GoLocal: School Traffic in Sonoma County


It's All About ME!
Well, summer’s over. I can tell because it suddenly takes me as much as 10 minutes to get onto Hwy 116 in the morning. The kids are back in school and the roads are packed. The good folks at the Climate Protection Campaign tell me that when school resumes traffic increases by about 20% - 30% and that in the last 40 years, walking and biking to school has come down from 50% to less than 15%.

All these added cars are mostly one parent and one kid. What a waste. The school buses are so much more efficient yet are running half full and becoming “too costly” to operate.
It’s not just about the wastefulness. Drop off and pick times at schools are a traffic nightmare. Here at our school in Graton you literally cannot drive through for at least 30 minutes before or after school. In Forestville Carr’s Drive-In becomes a Carr’s Park-In. This is also the most dangerous part of the day for kids. The traffic, over excited kids, and distracted parents on their cell phones is a deadly brew.

How can we teach our kids to be green if we don’t practice conservation in our daily lives? Sure there is a legitimate concern about child abduction. But the fact is that kids face a greater risk in the family car than they do walking, biking or on the school bus. It doesn’t have to be so. There are really good options, the aforementioned school bus for one. There is also a great program called Walking School Buses in which a parent walks with the kids and collects them along the way. October 7th was Walk Roll to School Day, sponsored for Safe Routes to School and the Sonoma County Bicycle Collation who expect most schools and kids will participate this year.

[Instruction A]
Reproduce the passage from the post on school traffic in Sonoma County between "GoLocal: School Traffic" and "less than 15%.", inclusive.
[Instruction B]
Answer these questions using the post on school traffic in Sonoma County:
(i) By roughly what percentage does traffic rise when school resumes?
(ii) For how long before or after school is it impossible to drive through the school in Graton?
(iii) On what date was Walk Roll to School Day?
[Instruction C]
Continue the post on school traffic in Sonoma County, starting right after its final sentence.

[Dataset excerpt]
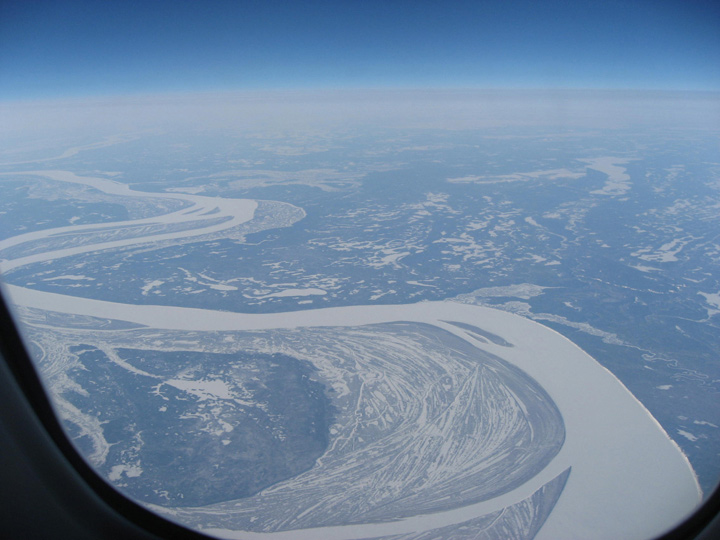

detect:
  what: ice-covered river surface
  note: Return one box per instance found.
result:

[Task result A]
GoLocal: School Traffic in Sonoma County


It's All About ME!
Well, summer’s over. I can tell because it suddenly takes me as much as 10 minutes to get onto Hwy 116 in the morning. The kids are back in school and the roads are packed. The good folks at the Climate Protection Campaign tell me that when school resumes traffic increases by about 20% - 30% and that in the last 40 years, walking and biking to school has come down from 50% to less than 15%.

[Task result B]
(i) About 20% to 30%.
(ii) At least 30 minutes.
(iii) October 7th.

[Task result C]
Unlike commuting to work most of this added traffic and environmental impact is discretionary waste. It would not take a huge effort to reduce single car transport of kids by 50%. If we can’t do it for the environment, perhaps the burgeoning childhood obesity epidemic might motivate us?

Here’s the deal. Are we going to get serious about making real change or not? Improving school transportation efficiency is an obvious and highly impactful program that has all sorts of benefits. While campaigns like Safe Routes to School do a good job of building awareness about the issue much more could be done.

So what is preventing this from really taking off? I can’t help but think that the resistance is basically that we think that our own personal convenience is more important than changing our behavior in ways that could save the planet. After all, “I’m only driving a few miles and my child’s safety is really important to me.”

As a playground designer I’ve worked in hundred’s of schools for decades and have always had an interest in this issue. Virtually every principal I’ve talked with has tried and failed to solve the problem. Most principals literally have to be a traffic cop for several hours every school day just to avert disaster. Parents feel that they have a “right” to personally chauffer their kids to campus, to park wherever they can, and basically ignore traffic laws. As a community we lack the conceptual framework for mounting a compelling argument to convince parents otherwise. How can we expect to make the hard environmental behavioral changes that will soon become necessary if we cannot solve even this relatively simple and obvious problem? Must we wait to change until a law is passed or environmental conditions deteriorate to the extent that we have no choice?

Think about it as you deal with the traffic tomorrow morning.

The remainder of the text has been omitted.